The answer is the data repeated in full, with no pictures included.

:: DATA FOR PROCESSING ::

= = = = = = =

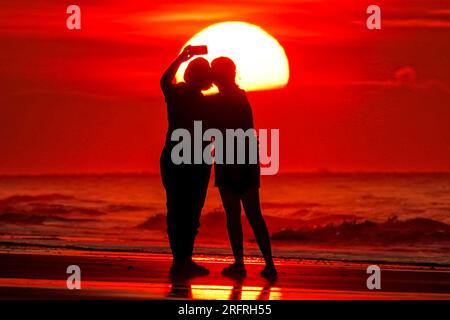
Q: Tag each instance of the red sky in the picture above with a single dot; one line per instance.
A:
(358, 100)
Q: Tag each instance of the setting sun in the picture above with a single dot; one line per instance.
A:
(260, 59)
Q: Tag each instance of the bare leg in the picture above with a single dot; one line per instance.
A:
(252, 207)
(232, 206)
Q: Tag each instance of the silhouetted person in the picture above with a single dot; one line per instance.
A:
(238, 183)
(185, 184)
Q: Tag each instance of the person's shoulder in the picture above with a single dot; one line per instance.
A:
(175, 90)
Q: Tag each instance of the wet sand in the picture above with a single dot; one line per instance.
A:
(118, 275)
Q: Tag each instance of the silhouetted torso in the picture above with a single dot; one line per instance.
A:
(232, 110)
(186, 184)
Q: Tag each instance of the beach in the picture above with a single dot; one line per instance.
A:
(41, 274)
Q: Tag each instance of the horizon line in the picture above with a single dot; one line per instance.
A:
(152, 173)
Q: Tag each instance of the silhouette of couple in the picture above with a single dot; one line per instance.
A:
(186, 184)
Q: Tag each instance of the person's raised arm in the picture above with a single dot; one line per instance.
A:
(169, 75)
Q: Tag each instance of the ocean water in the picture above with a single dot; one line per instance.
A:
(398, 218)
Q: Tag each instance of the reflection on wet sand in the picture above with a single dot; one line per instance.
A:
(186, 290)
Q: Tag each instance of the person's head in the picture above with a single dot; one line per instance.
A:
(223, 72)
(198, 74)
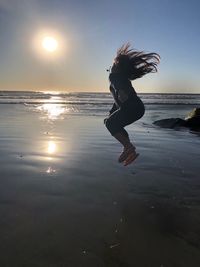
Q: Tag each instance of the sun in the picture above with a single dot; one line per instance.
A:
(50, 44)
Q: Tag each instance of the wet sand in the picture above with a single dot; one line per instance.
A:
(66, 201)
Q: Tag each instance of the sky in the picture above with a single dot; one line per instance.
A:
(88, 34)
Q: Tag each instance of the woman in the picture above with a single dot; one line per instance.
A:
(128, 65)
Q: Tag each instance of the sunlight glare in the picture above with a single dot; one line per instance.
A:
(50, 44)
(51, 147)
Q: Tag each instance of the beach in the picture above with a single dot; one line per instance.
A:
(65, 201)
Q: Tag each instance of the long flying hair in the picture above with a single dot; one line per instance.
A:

= = = = = = =

:: RESULT FOR THIS EXERCISE ::
Q: Tag each instance of the red sky in the picture above with a single dot; one line per instance.
A:
(358, 100)
Q: Tag each instance of the setting sun in the picture above with a single dot; one line per instance.
A:
(260, 59)
Q: Tag each instance of the bare leg in the picture above with a single dot; one line per instance.
A:
(252, 207)
(232, 206)
Q: Tag each instance of the silhouetted person in the picture above with a single dot; one line per instance.
A:
(238, 183)
(185, 184)
Q: Tag each instance of the person's shoulder in the picture above with a single dot; one line per instance.
A:
(175, 90)
Q: Tag each instance of the wet sand in the picture above with a single dot; one line per instance.
A:
(118, 275)
Q: Tag each instance of the silhouetted torso in the picture above with a single dot; one line per instance.
A:
(232, 110)
(186, 184)
Q: Tag each instance of the beach in the picture above with a single dot; one line per instance.
A:
(41, 274)
Q: Tag each instance of the horizon line in the picture above with a single dot; one line per instance.
A:
(152, 173)
Q: Tag each instance of the silhouette of couple in the picture above with a single dot; one line per instance.
A:
(186, 184)
Q: Tag each instance of the person's raised arm in the picture above with a single dot; one line per instance.
A:
(169, 75)
Q: Tag each instance of the ocean water in the picture above with a single dot; one line per instance.
A:
(398, 218)
Q: Tag each instance of the reflection on wet sand in the picture above with a single dot; one line per instance.
A:
(186, 290)
Q: Tag each instance of the person's head in the picture above with a single dot; one line per instance.
A:
(223, 72)
(198, 74)
Q: Tag each instance of the sun in the picture above with a single dot; one line per instance.
A:
(50, 44)
Q: Tag each instance of the wet sand in the picture above with a single dot; one line per instance.
A:
(66, 201)
Q: Tag each instance of the sky in the picture above with a single dot; one line per instance.
A:
(88, 34)
Q: Tag each instance of the woman in the picture above with a single dot; one line per instance.
A:
(128, 65)
Q: Tag each instance of the sunlight glare in the picture above with a single dot; one line per instance.
A:
(50, 44)
(51, 147)
Q: Tag each instance of the beach in the picture above with a single dot; one line per instance.
A:
(65, 201)
Q: Tag each instance of the long flying hair in the picture above with a single dot; one line per instance.
A:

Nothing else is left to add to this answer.